■ **What is being asked**:
Show each line in the entries below that contains the word "carrot", copying every such line in full.

— Start Material for the task —

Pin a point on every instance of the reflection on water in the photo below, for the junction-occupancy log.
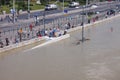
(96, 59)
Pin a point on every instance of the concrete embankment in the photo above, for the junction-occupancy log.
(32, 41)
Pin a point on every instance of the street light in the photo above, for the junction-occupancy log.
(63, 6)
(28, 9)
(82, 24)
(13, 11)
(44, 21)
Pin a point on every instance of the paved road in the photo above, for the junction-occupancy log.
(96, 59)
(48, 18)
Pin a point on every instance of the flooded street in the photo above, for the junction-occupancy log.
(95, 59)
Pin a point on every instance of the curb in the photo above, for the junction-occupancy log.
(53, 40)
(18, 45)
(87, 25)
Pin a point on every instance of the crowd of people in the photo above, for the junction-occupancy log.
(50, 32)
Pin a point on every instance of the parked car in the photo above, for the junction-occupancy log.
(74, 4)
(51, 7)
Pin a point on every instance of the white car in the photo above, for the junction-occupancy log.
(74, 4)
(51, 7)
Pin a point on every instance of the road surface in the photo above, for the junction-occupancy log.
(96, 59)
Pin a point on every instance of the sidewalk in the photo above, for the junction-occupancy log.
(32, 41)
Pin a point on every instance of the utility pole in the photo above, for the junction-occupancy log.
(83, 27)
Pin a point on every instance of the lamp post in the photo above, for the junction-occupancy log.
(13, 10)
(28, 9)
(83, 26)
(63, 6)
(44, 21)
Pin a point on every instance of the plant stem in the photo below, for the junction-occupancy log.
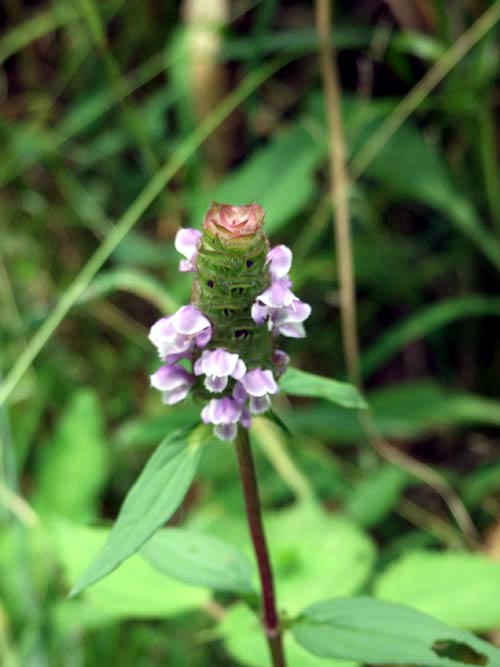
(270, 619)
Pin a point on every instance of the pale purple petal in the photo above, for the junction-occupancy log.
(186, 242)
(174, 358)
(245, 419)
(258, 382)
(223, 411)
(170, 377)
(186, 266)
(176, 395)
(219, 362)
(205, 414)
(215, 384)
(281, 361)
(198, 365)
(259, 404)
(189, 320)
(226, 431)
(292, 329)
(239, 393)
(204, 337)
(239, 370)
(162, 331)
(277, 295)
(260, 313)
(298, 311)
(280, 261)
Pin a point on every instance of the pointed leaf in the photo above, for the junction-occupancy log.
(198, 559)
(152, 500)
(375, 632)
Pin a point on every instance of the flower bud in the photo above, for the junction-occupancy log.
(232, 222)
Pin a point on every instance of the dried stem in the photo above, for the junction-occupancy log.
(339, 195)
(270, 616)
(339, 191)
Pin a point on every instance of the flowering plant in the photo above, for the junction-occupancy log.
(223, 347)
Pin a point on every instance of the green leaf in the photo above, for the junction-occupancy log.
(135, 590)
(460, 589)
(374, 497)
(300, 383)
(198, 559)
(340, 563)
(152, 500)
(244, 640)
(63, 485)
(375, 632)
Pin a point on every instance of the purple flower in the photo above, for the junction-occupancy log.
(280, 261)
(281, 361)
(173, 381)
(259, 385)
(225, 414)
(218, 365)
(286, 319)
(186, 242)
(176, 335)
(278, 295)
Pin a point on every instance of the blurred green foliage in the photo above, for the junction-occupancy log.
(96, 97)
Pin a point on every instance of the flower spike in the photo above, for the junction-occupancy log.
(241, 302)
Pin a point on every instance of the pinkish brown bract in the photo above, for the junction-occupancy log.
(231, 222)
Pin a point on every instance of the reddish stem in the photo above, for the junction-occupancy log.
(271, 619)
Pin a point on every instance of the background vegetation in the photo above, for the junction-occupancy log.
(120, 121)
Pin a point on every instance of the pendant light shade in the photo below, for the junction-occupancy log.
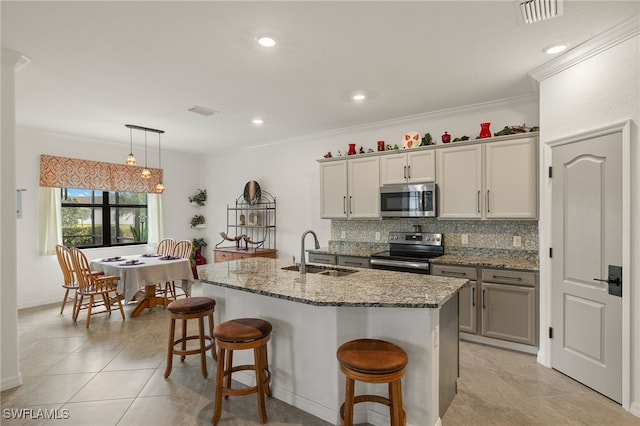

— End Material for the task —
— Start Material for the task —

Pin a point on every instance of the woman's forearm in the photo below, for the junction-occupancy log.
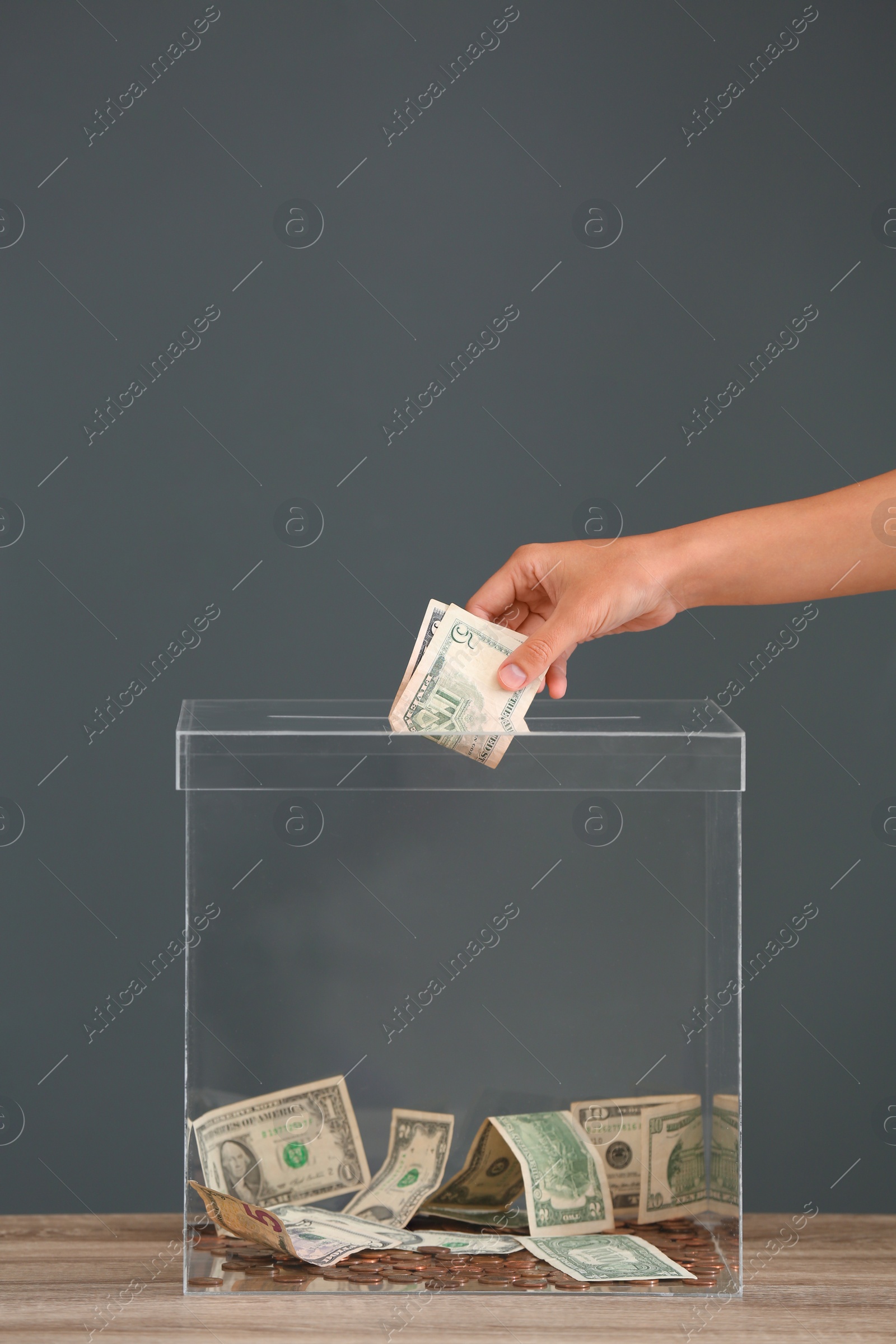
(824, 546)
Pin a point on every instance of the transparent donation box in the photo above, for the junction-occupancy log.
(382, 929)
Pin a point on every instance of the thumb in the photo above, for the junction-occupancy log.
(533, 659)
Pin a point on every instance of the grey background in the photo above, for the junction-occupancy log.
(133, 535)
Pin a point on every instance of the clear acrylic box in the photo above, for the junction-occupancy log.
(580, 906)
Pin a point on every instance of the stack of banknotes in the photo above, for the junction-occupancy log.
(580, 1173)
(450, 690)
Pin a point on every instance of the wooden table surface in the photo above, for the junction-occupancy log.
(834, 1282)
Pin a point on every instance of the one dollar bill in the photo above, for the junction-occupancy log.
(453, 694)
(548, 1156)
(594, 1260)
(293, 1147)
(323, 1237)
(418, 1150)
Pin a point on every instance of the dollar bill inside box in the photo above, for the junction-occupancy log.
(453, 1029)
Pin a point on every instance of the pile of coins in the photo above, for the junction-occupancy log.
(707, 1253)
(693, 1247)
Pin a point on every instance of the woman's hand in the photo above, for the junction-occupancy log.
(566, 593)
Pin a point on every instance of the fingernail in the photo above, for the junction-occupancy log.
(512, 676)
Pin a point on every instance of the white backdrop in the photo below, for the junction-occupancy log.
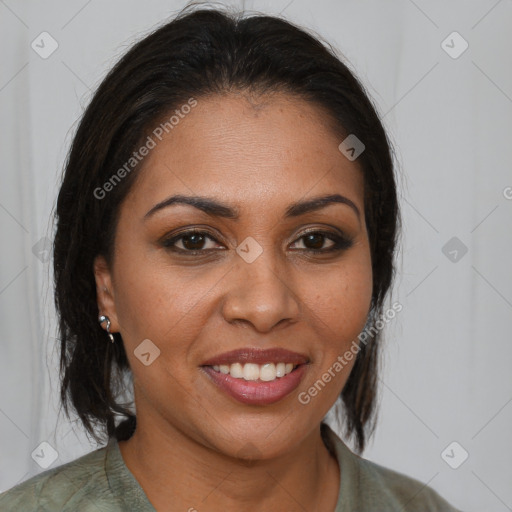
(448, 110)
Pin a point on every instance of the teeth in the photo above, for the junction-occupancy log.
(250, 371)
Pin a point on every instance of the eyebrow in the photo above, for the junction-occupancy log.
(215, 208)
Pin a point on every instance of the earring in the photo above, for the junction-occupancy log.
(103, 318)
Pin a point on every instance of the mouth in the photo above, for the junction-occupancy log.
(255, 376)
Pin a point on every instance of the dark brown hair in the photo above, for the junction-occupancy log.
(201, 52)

— End Material for the task —
— Start Material for the task —

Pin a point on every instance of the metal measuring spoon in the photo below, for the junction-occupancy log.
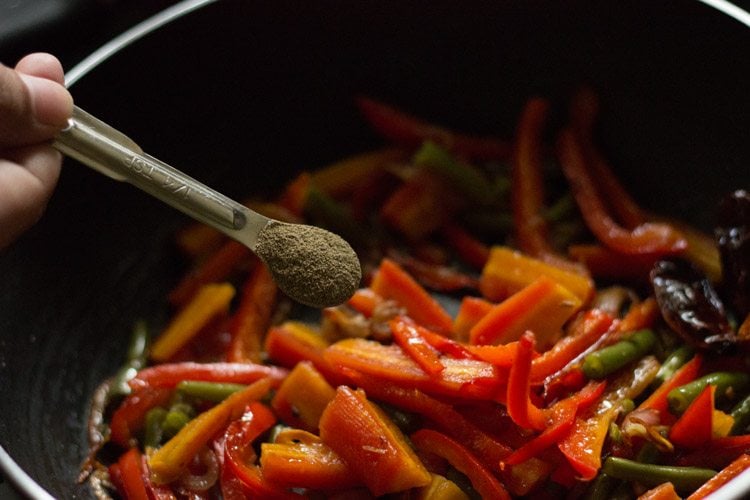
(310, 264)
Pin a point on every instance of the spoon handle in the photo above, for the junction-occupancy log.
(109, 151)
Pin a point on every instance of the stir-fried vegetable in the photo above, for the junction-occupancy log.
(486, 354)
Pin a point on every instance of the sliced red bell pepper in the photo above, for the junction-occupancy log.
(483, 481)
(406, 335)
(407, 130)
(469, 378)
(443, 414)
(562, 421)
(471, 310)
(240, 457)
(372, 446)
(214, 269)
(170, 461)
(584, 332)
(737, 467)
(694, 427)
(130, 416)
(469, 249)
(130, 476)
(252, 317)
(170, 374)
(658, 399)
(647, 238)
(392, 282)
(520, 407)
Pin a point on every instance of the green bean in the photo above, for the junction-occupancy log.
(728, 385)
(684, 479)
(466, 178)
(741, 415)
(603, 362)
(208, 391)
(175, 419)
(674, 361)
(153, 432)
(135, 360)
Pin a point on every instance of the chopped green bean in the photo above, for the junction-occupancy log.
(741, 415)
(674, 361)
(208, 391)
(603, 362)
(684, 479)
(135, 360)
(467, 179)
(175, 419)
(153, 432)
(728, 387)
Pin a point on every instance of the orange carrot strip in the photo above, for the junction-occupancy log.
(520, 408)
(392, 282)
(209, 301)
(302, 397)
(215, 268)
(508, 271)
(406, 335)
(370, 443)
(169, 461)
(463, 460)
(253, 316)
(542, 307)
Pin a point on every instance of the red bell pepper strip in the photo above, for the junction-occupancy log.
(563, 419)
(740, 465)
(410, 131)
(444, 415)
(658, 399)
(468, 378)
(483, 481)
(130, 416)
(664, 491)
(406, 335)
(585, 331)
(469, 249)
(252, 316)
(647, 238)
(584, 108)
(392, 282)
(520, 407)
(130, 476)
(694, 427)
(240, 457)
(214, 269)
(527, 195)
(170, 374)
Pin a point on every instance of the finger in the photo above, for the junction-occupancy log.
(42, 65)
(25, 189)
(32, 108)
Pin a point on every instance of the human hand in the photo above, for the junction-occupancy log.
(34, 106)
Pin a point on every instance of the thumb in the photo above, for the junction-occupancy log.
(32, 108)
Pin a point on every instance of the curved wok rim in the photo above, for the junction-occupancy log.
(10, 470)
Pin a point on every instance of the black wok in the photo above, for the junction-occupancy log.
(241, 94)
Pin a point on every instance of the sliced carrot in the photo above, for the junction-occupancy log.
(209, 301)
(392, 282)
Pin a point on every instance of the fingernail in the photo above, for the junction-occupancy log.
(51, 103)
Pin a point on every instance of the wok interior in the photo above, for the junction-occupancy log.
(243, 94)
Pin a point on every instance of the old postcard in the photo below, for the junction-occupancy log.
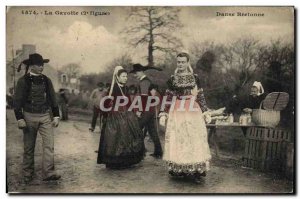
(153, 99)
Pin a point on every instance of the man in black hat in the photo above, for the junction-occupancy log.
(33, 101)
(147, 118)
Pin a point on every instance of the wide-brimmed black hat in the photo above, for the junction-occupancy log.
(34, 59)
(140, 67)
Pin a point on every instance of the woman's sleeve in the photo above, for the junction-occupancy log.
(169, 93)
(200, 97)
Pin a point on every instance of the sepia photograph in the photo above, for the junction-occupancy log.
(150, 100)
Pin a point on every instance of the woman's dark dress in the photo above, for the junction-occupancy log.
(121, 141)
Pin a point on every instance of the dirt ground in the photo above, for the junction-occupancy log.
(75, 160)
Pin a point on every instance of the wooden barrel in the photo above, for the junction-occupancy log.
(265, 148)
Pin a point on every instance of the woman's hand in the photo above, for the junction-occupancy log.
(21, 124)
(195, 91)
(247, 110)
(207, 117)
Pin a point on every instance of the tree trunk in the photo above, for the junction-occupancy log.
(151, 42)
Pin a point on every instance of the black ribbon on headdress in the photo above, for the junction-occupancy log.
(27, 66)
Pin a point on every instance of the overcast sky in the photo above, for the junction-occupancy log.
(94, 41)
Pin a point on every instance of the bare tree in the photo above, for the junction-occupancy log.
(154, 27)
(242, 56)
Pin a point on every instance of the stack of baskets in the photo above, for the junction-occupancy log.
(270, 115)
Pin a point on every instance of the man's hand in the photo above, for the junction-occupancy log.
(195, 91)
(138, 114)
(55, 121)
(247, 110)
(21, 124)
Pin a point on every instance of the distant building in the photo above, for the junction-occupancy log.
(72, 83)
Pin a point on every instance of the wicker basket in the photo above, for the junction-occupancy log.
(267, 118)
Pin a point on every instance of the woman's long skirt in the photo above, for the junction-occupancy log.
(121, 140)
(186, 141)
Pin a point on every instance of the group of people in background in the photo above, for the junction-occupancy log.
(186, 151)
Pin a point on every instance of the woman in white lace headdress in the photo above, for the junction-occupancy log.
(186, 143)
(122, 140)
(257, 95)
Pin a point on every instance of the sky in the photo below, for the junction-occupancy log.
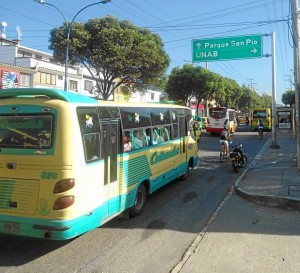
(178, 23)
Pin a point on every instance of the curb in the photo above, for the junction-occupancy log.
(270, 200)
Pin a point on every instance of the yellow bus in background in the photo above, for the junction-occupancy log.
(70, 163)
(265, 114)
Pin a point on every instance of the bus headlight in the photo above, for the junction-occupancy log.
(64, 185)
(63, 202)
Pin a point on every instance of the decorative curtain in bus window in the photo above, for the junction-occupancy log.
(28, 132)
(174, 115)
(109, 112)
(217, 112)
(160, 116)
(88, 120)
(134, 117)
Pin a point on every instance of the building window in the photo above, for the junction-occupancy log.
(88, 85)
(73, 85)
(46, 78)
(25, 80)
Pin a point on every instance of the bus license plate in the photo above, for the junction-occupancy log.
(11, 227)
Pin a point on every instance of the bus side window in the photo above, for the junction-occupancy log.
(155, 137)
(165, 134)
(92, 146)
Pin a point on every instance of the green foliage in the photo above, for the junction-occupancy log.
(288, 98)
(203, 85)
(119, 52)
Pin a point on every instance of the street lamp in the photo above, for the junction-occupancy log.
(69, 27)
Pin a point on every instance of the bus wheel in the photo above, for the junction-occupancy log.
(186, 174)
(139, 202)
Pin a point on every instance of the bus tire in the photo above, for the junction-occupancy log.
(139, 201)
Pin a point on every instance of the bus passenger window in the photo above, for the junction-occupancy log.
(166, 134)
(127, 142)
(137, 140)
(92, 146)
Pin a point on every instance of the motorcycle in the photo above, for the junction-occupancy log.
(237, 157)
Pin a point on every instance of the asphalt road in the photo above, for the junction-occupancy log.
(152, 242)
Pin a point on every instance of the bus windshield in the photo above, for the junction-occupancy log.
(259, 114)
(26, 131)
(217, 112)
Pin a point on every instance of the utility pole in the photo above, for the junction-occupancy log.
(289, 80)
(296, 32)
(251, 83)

— End Material for the task —

■ **Answer to the problem**:
Pin a point on every instance of the orange carrot strip in the photo above, for the junction-occupancy log.
Pin a point on every instance of the sliced carrot in the photo above, for the junction-occupancy log.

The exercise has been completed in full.